=== EXCERPTED RECORDS ===
####################

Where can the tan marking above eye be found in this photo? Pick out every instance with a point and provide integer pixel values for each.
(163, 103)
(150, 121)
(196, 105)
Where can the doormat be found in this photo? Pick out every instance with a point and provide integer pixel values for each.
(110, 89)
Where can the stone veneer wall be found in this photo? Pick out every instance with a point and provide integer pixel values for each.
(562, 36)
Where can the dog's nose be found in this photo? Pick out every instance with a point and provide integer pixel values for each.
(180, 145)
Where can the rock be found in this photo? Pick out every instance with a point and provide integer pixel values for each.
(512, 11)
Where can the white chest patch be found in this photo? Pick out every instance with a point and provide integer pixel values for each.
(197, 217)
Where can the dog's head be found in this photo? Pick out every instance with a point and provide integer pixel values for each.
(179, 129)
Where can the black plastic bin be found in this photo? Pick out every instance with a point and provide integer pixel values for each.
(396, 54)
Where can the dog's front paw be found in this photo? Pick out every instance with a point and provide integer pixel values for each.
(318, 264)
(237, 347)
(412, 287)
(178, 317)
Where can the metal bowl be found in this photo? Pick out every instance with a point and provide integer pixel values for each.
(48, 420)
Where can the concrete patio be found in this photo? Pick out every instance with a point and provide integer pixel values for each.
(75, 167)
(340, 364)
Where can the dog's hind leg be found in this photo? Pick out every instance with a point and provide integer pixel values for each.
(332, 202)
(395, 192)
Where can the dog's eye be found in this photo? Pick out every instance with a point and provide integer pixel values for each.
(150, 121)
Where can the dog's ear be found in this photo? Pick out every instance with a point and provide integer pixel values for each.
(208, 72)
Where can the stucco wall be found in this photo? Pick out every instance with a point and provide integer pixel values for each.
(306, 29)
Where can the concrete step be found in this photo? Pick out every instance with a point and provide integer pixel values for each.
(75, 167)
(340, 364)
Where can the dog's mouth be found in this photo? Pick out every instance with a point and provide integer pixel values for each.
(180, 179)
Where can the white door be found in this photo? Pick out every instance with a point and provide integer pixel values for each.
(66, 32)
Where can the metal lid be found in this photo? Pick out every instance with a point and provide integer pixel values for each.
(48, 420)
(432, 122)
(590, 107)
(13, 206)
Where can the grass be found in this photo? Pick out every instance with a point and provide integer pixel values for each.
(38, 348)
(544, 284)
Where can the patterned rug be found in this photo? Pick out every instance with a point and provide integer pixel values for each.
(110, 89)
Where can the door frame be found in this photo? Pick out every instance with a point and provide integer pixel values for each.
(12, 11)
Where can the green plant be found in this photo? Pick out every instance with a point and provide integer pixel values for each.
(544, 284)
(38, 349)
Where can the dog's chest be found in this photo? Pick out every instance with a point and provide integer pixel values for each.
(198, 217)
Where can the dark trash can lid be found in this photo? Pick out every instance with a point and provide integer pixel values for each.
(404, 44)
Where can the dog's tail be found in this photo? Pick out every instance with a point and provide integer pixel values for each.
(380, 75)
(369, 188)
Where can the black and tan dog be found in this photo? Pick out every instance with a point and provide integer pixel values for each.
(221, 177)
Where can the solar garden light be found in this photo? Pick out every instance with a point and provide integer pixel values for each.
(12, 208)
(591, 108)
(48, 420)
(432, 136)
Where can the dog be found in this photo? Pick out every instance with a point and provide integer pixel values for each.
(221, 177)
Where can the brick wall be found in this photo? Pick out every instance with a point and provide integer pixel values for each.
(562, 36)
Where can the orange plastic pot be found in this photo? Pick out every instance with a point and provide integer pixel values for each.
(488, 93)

####################

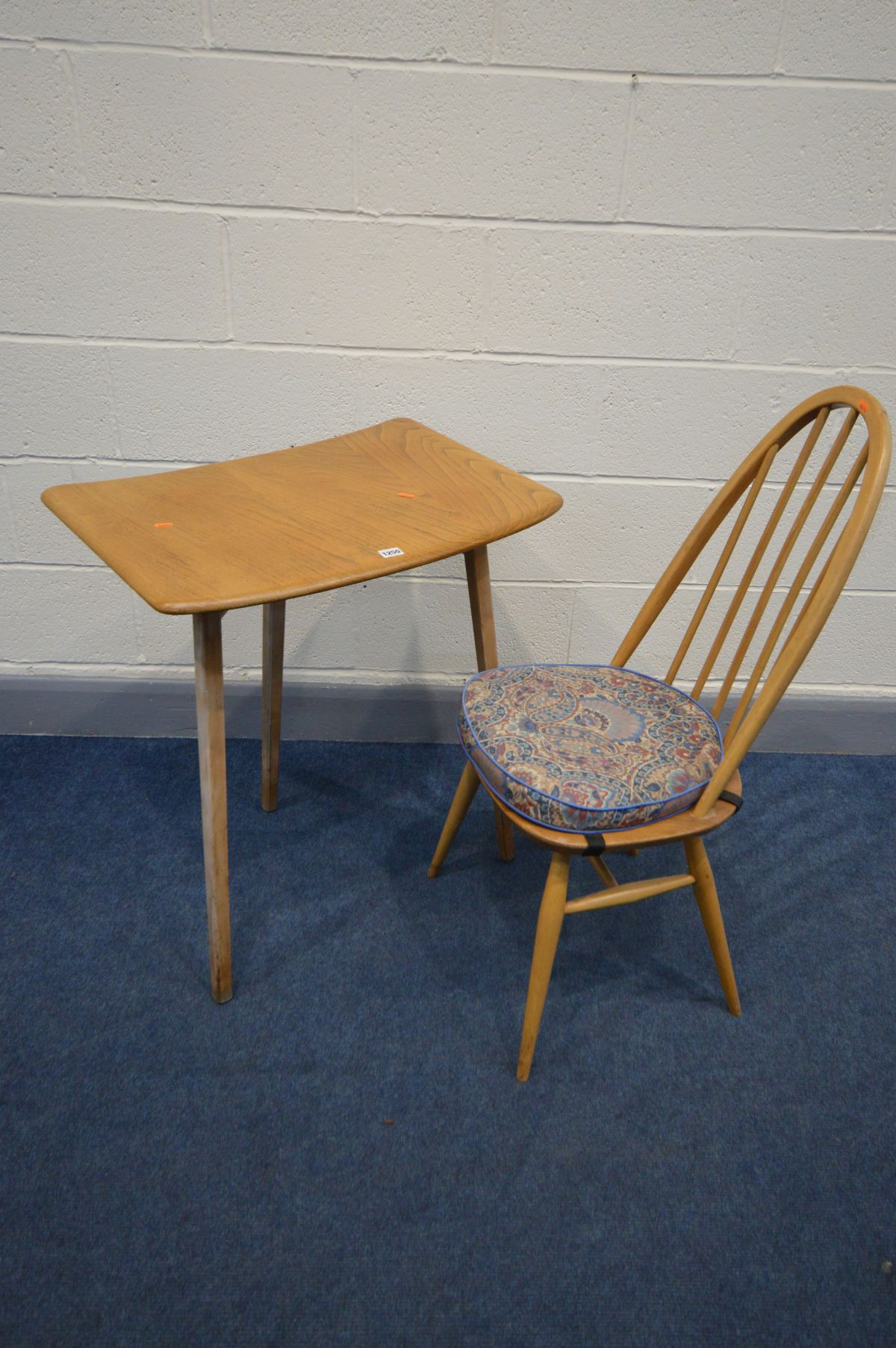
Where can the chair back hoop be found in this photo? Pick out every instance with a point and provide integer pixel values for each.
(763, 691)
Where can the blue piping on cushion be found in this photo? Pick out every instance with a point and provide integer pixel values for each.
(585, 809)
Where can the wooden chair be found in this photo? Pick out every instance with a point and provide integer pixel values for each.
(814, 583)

####################

=== INSTRUCTIONS FOR THE TASK ===
Copy each line above that contains the word "white".

=== ANSWER BELOW ===
Where can the white chest patch be found in this photo? Pick out every instance with a point and provide integer pixel values for each.
Where can the white door be found in this photo? Pick out every instance with a point and provide integer pixel values for each.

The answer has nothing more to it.